Material provided:
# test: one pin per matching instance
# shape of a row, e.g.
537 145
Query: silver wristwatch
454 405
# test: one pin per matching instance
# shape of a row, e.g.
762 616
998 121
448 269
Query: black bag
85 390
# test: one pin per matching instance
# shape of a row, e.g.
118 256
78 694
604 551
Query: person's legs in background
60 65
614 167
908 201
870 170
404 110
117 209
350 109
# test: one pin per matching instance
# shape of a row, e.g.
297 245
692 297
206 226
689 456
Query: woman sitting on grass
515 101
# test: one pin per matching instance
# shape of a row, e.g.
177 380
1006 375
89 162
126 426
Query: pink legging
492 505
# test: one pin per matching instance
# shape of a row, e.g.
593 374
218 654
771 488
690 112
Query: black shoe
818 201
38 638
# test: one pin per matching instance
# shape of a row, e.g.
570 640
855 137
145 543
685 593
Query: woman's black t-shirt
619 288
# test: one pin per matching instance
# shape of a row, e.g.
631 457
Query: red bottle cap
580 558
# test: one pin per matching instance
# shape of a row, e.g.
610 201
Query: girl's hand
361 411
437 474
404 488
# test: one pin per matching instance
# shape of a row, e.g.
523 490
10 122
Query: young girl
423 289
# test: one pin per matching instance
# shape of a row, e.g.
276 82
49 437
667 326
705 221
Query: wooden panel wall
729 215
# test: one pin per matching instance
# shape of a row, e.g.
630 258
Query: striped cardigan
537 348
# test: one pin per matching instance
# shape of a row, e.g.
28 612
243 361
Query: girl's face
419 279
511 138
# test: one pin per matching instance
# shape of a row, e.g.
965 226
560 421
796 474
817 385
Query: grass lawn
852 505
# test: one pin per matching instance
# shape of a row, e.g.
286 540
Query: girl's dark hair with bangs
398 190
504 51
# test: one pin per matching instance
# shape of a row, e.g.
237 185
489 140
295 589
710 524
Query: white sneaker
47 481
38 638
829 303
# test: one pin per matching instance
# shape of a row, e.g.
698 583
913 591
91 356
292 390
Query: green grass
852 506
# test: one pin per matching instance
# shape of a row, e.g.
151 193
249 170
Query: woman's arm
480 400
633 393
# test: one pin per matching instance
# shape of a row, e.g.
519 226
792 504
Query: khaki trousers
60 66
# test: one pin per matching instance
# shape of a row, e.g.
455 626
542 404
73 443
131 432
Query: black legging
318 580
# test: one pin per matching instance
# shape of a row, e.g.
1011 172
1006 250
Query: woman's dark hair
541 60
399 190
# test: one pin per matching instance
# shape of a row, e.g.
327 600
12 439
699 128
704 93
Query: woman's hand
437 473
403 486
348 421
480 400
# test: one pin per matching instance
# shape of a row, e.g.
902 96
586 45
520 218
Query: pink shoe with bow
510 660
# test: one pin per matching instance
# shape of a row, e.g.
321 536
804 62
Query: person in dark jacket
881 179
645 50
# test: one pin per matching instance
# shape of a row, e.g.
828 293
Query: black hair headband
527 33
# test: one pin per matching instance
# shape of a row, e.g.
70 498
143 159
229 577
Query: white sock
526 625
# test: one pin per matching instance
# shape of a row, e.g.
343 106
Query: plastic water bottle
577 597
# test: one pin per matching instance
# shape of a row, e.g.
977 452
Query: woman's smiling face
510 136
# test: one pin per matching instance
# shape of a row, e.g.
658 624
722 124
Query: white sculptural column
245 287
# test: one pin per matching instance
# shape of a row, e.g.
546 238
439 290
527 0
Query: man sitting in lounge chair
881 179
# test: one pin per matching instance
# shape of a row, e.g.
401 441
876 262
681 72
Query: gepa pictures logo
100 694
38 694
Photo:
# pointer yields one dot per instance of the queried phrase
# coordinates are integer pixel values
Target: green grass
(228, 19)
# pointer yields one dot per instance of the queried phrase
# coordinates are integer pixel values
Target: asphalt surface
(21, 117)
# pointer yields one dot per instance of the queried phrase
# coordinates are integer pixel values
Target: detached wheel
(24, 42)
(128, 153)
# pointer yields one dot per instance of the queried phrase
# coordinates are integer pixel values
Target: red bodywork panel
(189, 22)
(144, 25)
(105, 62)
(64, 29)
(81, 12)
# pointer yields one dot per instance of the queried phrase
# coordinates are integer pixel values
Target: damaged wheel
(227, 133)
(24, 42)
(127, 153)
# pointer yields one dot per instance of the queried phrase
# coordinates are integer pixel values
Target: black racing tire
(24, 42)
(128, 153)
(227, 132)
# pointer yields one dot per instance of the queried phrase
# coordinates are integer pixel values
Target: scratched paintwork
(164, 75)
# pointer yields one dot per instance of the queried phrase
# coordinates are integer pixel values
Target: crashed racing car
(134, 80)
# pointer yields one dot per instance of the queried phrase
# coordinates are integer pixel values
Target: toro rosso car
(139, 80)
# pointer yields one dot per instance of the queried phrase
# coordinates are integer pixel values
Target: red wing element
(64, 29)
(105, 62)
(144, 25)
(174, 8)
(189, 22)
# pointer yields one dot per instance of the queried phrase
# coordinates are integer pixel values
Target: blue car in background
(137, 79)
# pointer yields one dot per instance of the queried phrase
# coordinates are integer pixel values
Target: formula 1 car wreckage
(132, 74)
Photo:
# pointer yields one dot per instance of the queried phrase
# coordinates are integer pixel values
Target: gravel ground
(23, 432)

Description of the task:
Gather every line of the material above that contains the word "dark". Case counts.

Expected output:
Query: girl's dark hair with bangs
Query: woman's dark hair
Query: person in dark jacket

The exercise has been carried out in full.